┌─ Records provided
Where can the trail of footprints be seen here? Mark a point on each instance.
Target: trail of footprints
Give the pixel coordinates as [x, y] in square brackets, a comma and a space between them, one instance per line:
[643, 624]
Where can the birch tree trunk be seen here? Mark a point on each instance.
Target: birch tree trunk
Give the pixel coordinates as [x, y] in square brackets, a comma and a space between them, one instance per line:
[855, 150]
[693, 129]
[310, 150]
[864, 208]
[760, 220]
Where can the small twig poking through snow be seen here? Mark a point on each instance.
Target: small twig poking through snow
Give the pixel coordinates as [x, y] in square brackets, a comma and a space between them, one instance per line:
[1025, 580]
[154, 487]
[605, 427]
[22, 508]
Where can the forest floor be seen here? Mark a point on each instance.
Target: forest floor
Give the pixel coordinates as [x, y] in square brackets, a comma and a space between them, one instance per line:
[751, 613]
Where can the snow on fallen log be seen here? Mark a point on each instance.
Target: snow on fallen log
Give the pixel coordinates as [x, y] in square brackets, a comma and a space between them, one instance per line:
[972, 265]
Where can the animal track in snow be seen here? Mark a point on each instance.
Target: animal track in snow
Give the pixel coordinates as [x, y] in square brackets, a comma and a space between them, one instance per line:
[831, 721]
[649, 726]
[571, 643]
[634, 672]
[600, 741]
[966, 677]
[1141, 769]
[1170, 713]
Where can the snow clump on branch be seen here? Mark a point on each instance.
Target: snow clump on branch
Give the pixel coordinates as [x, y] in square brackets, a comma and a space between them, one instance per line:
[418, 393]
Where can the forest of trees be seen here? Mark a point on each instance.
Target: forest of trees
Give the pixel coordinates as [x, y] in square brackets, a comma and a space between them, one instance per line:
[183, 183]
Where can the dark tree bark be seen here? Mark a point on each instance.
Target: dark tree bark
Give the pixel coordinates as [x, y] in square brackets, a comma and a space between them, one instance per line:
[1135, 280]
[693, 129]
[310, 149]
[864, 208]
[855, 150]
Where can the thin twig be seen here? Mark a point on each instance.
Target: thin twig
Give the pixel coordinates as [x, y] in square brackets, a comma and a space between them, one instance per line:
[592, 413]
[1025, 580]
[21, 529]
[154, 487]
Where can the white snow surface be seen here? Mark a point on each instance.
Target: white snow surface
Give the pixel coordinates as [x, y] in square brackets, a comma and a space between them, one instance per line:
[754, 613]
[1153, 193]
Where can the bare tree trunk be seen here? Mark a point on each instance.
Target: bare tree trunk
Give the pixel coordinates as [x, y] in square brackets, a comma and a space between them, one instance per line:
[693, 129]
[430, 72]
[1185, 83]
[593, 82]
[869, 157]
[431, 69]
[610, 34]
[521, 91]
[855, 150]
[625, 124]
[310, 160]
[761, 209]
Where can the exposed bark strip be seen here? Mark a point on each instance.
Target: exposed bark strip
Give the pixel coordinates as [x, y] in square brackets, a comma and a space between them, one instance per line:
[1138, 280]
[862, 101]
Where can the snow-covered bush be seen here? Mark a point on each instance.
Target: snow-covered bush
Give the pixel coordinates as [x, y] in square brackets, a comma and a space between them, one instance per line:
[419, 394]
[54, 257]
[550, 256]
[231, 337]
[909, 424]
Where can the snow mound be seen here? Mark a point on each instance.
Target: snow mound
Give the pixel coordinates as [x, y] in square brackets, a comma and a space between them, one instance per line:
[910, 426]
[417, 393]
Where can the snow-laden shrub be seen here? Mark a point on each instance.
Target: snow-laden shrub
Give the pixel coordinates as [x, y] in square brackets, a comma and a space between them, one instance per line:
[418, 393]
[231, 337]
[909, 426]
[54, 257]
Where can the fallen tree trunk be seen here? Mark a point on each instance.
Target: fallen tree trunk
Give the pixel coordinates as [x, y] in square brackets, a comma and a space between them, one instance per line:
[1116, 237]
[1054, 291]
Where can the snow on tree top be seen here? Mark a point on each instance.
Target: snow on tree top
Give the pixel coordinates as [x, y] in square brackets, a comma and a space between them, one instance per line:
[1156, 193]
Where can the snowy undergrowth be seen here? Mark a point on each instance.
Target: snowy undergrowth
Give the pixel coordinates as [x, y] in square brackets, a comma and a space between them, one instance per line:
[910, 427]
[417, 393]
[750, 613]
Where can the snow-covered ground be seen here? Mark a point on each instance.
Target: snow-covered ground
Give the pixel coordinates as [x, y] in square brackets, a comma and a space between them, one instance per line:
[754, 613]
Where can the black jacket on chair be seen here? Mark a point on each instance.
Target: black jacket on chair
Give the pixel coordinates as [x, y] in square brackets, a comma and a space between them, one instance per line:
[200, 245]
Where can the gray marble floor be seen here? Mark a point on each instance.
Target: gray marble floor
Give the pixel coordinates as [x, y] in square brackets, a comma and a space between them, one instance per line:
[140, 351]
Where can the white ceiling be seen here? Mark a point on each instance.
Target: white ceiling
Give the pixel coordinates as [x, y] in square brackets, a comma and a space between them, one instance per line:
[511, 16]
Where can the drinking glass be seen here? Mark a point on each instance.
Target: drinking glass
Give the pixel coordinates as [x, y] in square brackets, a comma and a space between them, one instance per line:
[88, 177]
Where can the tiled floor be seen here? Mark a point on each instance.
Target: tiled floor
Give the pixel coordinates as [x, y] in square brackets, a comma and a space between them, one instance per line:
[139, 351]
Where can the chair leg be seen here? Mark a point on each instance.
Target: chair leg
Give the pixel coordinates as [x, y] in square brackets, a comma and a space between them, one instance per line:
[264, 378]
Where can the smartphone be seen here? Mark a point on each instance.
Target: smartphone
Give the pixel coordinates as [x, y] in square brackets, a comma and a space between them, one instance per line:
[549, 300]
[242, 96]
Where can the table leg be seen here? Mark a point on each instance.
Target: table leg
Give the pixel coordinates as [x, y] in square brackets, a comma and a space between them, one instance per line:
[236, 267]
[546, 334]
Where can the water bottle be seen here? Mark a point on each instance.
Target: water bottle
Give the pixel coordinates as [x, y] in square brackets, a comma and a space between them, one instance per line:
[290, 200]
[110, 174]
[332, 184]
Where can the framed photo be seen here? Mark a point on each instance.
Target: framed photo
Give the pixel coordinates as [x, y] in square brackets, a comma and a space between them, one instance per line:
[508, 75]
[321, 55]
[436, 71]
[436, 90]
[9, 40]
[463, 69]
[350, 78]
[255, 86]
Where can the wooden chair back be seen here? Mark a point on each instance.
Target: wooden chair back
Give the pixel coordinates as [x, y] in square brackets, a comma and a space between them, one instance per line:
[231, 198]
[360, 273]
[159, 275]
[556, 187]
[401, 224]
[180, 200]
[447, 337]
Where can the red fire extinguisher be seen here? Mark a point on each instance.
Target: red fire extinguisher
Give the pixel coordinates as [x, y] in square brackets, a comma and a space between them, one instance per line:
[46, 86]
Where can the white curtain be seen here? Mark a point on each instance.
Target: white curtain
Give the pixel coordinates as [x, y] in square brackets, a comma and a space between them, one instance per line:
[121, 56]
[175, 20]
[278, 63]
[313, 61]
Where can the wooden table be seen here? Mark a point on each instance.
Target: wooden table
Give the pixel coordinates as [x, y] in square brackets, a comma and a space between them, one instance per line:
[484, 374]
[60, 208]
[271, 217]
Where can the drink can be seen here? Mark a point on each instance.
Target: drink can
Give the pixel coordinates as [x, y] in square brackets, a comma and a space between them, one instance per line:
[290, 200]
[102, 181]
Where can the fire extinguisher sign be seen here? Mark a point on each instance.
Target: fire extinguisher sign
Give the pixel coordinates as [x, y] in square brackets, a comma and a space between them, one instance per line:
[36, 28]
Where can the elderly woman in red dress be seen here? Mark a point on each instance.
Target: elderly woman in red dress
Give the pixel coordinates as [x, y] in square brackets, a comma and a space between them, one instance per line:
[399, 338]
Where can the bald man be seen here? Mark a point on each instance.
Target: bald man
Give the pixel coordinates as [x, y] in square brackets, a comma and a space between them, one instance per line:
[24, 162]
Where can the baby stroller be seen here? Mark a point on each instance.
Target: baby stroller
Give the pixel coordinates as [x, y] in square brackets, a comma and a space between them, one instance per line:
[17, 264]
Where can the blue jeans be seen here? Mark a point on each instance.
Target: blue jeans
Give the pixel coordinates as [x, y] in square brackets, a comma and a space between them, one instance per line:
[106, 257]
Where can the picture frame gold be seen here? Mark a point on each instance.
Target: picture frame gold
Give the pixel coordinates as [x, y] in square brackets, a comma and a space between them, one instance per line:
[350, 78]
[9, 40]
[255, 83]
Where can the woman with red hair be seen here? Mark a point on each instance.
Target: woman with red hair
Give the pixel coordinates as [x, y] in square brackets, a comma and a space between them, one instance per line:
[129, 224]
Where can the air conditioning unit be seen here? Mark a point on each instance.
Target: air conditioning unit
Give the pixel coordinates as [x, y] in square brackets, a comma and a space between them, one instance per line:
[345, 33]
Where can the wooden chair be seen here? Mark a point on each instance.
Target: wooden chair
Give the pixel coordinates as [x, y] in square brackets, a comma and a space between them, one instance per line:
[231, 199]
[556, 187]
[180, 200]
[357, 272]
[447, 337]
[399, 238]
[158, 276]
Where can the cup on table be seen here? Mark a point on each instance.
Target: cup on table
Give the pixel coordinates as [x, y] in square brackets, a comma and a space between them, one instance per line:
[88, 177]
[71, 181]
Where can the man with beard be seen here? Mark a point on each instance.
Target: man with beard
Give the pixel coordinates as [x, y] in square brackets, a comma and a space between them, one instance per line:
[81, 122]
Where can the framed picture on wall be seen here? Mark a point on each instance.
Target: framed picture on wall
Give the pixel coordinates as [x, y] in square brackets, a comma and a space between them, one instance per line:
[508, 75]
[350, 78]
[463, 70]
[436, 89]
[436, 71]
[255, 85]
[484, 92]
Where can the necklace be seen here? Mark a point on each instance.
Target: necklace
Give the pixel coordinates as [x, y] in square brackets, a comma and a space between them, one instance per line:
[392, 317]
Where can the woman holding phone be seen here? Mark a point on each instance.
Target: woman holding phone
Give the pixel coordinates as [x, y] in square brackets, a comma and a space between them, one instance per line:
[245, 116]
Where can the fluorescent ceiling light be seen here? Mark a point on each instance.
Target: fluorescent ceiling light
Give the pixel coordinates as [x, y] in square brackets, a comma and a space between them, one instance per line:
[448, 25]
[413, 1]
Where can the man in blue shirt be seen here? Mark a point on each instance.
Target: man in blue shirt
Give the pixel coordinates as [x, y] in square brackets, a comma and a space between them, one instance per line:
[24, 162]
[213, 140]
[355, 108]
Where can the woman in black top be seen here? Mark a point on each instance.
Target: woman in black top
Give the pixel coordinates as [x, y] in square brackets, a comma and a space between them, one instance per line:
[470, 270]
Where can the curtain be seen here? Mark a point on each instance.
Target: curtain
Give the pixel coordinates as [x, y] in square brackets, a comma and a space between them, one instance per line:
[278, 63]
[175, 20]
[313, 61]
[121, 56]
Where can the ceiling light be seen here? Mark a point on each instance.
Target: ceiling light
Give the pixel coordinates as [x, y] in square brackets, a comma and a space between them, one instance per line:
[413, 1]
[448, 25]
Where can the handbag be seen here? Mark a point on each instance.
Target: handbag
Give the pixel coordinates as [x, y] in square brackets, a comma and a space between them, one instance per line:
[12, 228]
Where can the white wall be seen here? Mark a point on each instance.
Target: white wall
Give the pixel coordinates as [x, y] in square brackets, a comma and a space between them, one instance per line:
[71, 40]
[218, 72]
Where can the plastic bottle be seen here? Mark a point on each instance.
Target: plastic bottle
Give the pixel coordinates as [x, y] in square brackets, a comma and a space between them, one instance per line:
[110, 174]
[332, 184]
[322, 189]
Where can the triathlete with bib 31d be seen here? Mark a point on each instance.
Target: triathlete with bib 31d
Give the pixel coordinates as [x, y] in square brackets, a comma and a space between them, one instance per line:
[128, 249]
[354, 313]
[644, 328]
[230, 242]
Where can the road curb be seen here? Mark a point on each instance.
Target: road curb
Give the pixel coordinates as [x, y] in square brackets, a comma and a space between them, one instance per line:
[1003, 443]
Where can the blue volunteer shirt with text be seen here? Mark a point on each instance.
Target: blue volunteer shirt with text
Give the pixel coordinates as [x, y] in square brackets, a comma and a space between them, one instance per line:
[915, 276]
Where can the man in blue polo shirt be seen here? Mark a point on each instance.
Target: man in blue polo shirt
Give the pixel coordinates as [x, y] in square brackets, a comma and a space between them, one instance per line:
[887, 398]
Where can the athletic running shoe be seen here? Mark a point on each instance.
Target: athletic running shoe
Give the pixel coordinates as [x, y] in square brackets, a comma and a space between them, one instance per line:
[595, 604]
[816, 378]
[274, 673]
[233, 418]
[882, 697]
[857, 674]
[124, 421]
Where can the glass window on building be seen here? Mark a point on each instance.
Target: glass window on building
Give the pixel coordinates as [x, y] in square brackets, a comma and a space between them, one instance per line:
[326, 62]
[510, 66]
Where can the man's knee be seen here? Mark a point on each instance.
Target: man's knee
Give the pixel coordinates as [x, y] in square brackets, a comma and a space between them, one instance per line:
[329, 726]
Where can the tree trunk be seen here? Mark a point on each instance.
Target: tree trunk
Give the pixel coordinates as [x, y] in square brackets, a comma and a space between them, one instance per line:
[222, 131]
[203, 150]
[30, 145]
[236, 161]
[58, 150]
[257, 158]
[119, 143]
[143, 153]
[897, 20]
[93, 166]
└─
- Task to carry out
Start with the line above that contains "Where can the white ceiling" and stop after the line that contains "Target: tiled floor". Output those lines exactly, and only those.

- Result for this exercise
Where can the white ceiling be seen here? Mark a point on each instance.
Target: white ceiling
Give the pixel coordinates as [x, y] in square brackets, a comma and a space between them, one instance per line:
[511, 16]
Where can the drinking glass be seen here? Mark a point on each instance.
Target: drinking glass
Give the pixel coordinates as [x, y] in square brackets, a comma and a space between them, one instance per line:
[88, 177]
Where can the tiled floor be seen here? Mark a point on each instance.
Target: tiled floor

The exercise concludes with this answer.